--- START Supplied material ---

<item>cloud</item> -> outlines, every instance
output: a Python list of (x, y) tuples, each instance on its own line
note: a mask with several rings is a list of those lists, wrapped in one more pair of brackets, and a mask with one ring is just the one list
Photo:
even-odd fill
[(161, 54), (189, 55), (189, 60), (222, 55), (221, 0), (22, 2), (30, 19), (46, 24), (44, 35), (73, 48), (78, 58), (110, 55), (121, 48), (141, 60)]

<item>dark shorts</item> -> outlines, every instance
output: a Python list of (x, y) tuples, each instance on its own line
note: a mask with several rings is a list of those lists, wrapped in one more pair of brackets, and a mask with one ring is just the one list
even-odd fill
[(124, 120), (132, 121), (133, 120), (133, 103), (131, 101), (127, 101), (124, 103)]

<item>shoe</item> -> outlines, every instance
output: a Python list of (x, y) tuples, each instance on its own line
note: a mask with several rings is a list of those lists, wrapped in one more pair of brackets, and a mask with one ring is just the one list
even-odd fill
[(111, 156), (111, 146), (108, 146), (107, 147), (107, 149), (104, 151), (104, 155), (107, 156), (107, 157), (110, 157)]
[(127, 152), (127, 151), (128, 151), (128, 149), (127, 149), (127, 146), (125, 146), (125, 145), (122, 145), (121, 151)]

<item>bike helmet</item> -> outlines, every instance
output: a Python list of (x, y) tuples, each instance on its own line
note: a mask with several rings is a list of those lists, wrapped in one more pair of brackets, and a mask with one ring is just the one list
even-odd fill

--- END Supplied material ---

Stated exercise: Update the listing above by changing each "even-odd fill" to "nonzero winding fill" and keeping every other line as it is.

Result for this exercise:
<item>cloud</item> -> outlines, every instance
output: a Python list of (x, y) tuples, each instance on its own line
note: a mask with several rings is a list of those lists, wrapped in one more pair of brackets, and a mask with one ring is just the one list
Photo:
nonzero winding fill
[(161, 54), (189, 55), (189, 60), (222, 55), (221, 0), (22, 2), (30, 19), (46, 24), (44, 35), (73, 48), (78, 58), (110, 55), (121, 48), (141, 60)]

<item>dark shorts</item> -> outlines, every instance
output: a Python list of (x, y) tuples, each instance on its own line
note: a mask with several rings is a list of those lists, wrapped in one more pair of brackets, and a mask with one ring is just the one list
nonzero winding fill
[(124, 120), (132, 121), (133, 120), (133, 103), (131, 101), (127, 101), (124, 103)]

<item>shoe</item> -> outlines, every instance
output: a Python list of (x, y) tuples, each instance on its own line
note: a mask with several rings is a list of those lists, wrapped in one more pair of brackets, and a mask with one ring is just the one list
nonzero winding fill
[(111, 156), (111, 146), (108, 146), (107, 147), (107, 149), (104, 151), (104, 155), (107, 156), (107, 157), (110, 157)]
[(127, 152), (127, 151), (128, 151), (128, 149), (127, 149), (127, 146), (125, 146), (125, 145), (122, 145), (121, 151)]

<item>bike helmet</item> -> outlines, every instance
output: a Python list of (x, y) tuples, each instance on its own line
note: a mask with several rings is a list of those lists, wrapped in one more pair of brackets, and a mask with one ring is just the one list
nonzero winding fill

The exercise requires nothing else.